_Complete the following_.
**a)** Decide whether each statement agrees with the post about cracking bowls below: (i) the first bowl, made from cherry, turned out great; (ii) the holly bowl was left to dry for a week before it was finished; (iii) the crack in the 8" shallow cherry bowl has stopped growing. For each, answer yes or no and quote the words of the post that decide it.
**b)** In the post about cracking bowls below, what was the diameter of the blank used for the first cherry bowl?

# Help! My bowls are cracking



## shopmania

So I;ve been turning, but just pens and bottle stoppers, and making square sticks round. Got some nice wood (logs) from a friend, and decided to start trying bowls. First one in cherry turned out great. The blank was from the end of a log, about 5 inch diameter. The second one turned well, but cracked some on the bottom. The third one was holly, about 7" finished, but was too set to sand well in the middle. I let it dry for a 4 days, and it finished pretty well, but cracked just a little. Made an 8" shallow bowl from cherry where branch split off the trunk. Very cool grain patterns, but the crack grows by the hour. 
/Users/timothyoneill/Desktop/pictures/IMG_0781.jpg

I know I'm having issues because of wet wood and uneven drying, but how do I fix it? Are full log/branch sections the best way to make blanks? How long after I cut them should they sit in the shop? Are there other good ways to get blanks from logs? What moisture content is good in the blank before you turn? Do you finish as soon as you turn/sand, or wait a while?

I'm very happy with how beautiful the bowls can be, but frustrated by this problem. Plan to try turning some goblets soon. Any different advice for those?

Thanks for the help guys/gals.

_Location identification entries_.
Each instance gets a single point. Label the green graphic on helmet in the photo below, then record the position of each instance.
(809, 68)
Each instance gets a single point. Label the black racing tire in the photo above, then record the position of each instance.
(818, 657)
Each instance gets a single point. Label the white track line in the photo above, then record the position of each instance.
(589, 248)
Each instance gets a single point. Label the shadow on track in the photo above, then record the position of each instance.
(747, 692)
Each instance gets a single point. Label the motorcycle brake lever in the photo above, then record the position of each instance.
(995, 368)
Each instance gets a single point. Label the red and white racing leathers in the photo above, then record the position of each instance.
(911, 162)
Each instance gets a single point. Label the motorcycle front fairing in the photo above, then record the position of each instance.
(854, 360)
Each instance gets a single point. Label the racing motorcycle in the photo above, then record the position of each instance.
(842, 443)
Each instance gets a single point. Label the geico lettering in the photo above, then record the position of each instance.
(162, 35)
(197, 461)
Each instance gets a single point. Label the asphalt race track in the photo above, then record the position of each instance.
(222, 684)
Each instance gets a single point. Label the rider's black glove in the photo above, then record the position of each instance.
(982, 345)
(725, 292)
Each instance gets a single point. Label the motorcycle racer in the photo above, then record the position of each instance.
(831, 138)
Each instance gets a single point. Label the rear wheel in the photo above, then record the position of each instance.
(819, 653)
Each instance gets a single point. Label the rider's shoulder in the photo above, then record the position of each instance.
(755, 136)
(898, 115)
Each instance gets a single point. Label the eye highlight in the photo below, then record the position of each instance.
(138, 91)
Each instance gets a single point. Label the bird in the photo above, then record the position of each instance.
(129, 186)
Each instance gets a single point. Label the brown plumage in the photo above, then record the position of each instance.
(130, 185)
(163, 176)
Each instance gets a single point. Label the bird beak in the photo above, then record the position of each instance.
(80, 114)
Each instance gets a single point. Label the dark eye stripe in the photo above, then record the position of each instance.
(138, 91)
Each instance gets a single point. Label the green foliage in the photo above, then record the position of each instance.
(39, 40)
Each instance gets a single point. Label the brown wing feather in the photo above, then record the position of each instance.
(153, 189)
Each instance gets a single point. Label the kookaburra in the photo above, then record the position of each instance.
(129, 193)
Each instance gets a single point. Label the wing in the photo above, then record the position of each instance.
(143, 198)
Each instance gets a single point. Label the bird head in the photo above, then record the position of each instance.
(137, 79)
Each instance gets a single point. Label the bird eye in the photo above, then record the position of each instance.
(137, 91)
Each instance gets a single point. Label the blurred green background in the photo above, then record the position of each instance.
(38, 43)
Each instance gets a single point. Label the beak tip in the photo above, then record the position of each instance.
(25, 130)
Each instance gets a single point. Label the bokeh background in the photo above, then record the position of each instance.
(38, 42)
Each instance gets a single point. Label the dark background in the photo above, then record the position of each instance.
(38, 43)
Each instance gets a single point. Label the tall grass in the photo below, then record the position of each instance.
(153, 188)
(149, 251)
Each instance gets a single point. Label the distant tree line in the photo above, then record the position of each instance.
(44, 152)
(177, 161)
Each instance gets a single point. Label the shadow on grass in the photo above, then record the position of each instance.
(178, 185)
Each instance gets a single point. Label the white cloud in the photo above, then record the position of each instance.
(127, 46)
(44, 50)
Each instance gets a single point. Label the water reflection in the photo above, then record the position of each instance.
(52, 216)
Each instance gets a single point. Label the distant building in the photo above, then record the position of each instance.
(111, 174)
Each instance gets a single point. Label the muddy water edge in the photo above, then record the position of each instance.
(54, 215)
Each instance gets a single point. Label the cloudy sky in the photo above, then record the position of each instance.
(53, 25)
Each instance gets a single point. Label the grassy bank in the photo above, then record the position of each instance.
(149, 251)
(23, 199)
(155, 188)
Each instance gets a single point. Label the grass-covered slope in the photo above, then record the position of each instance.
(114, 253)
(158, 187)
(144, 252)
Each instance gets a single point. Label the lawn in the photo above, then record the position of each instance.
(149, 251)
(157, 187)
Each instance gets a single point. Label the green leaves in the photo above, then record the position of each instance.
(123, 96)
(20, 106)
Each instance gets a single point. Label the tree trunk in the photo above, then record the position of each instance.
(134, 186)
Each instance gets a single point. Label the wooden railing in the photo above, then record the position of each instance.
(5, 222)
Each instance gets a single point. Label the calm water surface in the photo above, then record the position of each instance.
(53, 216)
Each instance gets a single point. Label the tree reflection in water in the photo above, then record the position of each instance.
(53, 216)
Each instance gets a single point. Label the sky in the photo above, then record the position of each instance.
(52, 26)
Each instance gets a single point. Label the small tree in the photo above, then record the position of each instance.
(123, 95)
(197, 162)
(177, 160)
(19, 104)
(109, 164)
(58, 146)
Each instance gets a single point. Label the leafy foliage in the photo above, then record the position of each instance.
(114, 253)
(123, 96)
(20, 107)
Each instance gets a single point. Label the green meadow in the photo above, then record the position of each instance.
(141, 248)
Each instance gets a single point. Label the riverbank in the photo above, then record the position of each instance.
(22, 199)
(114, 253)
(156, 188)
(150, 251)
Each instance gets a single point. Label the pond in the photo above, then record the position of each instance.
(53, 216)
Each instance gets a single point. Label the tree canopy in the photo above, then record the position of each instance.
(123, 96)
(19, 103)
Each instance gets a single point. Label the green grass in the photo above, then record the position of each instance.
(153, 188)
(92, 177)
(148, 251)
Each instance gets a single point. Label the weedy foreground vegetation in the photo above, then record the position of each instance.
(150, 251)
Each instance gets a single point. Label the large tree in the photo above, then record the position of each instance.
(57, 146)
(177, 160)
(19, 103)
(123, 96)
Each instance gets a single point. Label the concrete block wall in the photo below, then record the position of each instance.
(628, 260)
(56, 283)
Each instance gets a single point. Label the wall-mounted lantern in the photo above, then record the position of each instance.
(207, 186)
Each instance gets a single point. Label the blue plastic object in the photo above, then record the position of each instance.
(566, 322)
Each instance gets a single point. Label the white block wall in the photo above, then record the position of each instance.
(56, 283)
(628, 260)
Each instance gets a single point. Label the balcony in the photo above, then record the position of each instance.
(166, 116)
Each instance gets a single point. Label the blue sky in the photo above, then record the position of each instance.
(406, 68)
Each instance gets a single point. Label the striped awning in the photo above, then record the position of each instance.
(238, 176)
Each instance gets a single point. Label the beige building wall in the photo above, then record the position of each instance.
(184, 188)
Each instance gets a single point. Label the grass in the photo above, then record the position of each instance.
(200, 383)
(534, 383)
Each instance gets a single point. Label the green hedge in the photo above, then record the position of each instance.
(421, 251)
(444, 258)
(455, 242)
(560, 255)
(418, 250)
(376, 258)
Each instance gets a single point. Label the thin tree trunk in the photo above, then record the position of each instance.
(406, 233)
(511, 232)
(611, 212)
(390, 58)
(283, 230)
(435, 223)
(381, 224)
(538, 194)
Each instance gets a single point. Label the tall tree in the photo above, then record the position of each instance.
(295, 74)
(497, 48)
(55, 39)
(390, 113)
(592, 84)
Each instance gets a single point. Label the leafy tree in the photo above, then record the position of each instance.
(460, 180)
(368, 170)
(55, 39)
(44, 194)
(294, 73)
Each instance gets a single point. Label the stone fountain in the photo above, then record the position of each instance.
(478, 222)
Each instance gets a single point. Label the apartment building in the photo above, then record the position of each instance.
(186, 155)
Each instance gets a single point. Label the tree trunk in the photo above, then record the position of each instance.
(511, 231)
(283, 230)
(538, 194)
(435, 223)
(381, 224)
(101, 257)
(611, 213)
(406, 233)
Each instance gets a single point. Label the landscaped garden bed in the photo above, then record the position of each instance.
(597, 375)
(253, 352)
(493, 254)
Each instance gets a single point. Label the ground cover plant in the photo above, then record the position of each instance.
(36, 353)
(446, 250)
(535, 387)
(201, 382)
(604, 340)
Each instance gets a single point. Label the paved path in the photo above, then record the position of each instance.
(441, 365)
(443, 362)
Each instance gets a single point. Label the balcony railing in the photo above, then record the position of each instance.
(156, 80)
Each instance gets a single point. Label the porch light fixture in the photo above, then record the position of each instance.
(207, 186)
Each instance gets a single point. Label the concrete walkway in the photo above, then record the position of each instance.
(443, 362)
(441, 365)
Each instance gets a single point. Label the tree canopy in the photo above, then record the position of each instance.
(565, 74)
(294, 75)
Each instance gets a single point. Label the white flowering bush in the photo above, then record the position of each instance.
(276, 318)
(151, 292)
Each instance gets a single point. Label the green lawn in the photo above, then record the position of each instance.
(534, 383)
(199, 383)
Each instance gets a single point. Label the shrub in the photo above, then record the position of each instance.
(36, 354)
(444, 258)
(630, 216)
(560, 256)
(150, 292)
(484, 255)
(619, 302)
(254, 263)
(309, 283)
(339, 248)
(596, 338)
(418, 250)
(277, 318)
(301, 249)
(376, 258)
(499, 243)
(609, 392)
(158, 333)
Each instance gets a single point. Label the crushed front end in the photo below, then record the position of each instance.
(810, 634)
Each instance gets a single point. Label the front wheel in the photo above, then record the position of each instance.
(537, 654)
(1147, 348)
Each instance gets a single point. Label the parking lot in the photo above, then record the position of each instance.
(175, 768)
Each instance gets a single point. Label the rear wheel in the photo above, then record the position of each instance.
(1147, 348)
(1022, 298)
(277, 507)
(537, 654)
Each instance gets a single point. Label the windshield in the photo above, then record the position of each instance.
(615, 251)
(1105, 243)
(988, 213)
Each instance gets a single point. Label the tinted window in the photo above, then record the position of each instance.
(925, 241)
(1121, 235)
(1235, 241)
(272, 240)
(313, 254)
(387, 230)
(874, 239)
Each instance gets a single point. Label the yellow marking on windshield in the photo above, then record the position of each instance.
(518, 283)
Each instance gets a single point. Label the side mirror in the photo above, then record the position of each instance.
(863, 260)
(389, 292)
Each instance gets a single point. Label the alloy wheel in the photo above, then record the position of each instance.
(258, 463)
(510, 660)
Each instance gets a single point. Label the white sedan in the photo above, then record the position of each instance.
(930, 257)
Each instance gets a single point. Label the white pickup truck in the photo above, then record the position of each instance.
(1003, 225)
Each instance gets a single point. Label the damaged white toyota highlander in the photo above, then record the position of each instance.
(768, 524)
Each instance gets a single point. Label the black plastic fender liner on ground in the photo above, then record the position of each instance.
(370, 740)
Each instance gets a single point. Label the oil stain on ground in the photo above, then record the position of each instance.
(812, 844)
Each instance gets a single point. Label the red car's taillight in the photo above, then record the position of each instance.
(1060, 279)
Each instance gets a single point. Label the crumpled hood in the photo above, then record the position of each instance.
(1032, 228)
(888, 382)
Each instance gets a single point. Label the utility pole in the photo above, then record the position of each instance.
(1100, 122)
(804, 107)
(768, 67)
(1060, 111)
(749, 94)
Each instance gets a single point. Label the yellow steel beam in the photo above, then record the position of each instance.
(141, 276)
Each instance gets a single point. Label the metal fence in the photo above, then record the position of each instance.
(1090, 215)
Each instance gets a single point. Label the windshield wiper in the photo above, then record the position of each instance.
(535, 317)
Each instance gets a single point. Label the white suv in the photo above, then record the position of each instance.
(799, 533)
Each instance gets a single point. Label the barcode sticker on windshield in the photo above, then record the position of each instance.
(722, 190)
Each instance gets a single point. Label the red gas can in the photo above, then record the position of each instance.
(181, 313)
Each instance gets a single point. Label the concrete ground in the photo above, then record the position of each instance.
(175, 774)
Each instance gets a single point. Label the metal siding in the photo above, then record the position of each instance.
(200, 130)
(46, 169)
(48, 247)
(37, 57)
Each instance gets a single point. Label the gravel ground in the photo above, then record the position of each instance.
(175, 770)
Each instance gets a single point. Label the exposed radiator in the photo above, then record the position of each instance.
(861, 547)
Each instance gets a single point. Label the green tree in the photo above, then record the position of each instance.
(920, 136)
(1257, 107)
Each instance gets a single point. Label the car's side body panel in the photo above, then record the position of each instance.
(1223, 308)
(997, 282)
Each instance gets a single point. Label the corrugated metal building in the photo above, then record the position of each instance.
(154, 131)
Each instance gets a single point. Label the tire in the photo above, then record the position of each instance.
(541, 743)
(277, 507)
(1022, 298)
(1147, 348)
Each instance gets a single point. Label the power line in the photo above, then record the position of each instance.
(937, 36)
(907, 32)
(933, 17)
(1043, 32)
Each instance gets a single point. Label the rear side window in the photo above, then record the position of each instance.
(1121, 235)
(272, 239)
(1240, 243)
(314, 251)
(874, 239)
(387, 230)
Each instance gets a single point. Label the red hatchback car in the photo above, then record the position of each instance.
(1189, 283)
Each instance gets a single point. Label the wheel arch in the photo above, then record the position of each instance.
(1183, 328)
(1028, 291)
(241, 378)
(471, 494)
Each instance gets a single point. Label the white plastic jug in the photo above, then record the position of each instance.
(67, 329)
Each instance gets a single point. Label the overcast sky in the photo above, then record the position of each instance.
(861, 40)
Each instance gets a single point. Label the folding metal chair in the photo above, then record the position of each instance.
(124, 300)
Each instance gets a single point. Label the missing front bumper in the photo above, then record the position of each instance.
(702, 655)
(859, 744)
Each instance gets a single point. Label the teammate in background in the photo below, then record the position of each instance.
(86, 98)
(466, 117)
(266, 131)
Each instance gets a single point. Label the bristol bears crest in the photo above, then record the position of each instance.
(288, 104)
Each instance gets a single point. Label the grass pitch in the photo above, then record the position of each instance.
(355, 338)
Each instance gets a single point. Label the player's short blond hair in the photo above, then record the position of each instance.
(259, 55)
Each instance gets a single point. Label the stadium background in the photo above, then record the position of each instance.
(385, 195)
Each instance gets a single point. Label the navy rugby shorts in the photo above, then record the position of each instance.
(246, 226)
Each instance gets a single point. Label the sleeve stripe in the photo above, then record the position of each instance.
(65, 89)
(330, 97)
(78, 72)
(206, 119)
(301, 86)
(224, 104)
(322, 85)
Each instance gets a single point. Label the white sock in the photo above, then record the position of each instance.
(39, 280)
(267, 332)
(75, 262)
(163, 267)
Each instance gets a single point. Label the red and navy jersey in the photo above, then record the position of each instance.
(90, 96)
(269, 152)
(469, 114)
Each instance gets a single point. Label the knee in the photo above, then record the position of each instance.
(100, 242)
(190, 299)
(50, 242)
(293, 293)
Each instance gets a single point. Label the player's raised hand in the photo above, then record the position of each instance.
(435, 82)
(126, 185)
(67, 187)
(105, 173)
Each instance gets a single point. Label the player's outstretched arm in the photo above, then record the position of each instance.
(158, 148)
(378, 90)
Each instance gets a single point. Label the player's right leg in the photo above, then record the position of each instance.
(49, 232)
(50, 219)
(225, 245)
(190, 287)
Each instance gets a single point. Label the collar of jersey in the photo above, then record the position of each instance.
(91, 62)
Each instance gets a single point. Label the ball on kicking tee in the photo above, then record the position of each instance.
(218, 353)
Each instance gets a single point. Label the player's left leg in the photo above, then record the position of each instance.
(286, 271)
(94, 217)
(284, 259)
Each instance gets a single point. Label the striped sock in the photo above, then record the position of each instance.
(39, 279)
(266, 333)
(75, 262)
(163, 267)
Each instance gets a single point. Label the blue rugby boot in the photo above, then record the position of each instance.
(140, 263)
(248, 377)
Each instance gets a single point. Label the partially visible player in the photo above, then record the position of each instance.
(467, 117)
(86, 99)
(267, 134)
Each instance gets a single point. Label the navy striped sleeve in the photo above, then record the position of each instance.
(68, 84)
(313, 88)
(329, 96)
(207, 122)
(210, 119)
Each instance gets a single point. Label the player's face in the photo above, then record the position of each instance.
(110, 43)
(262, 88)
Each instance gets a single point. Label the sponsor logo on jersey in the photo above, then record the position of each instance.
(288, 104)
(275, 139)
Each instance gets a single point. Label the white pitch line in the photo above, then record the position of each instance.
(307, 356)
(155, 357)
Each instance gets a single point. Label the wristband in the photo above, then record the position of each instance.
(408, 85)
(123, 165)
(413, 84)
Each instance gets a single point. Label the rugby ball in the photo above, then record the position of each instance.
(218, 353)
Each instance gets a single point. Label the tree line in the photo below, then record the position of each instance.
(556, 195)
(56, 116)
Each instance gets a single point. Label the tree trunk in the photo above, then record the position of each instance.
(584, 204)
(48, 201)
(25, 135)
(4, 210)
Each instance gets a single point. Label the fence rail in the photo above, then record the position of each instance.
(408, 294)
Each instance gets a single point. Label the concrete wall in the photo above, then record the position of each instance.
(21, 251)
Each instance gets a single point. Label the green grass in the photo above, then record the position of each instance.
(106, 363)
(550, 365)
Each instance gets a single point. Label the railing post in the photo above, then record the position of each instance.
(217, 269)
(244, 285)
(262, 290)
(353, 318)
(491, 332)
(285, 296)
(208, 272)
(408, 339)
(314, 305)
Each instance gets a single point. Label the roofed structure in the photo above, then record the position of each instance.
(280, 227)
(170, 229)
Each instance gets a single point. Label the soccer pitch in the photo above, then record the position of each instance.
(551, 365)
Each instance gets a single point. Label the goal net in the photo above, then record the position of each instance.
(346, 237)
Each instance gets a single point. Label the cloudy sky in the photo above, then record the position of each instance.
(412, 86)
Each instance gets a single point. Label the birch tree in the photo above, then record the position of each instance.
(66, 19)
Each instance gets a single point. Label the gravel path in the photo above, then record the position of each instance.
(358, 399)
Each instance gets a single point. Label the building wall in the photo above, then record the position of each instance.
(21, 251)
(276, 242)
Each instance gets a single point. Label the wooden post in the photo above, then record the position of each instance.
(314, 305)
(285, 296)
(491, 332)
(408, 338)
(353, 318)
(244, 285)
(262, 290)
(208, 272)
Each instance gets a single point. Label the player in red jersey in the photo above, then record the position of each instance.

_Exercise solutions_.
**a)**
(i) Yes: "First one in cherry turned out great."
(ii) No: "I let it dry for a 4 days"
(iii) No: "the crack grows by the hour."

**b)** About 5 inches.